:: EXTRACT TO READ ::
= = = =
It’s almost New Year’s Resolution time, and if you’re like most people, you’re going to make a fatal mistake.

You’re going to commit to massive, sweeping changes, like completely overhauling your appalling diet or going all-in on your quest to “get ripped or die trying” or taming your urge to accumulate as much debt as possible…and you’re probably going to fail like 92% of people resolving to do the same exact things.

Resolving to tackle the whole enchilada is enticing. It feels good to puff our chests out, put our foots down, and know that this is the moment you stop buying the junk food and start saying “no” to the doughnuts every morning. Where you begin showing up in the gym every day and kill your workouts like you own the place and ritually sacrifice the credit cards to free your soul from their evil enchantment.

It never goes like this, though. The pistol fires, the race starts, you close your eyes and run like hell until you’re breathing pepper spray and then open them back up to realize the horrible truth: you’ve moved about an inch. And you signed up for the ultramarathon.

The reality is ripping out some major unwanted part of us and neatly replacing it with something shiny and pretty is about as easy as swallowing the sun. And yet we keep trying it over and over, wondering why we can’t do the impossible.
= = = =
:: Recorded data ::
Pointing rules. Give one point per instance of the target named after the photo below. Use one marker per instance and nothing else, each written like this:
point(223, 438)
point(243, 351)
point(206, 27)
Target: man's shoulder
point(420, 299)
= = = =
:: EXERCISE TASK ::
In the passage on New Year's resolutions, what race does it say you signed up for?

:: WRITTEN ANSWER ::
The ultramarathon.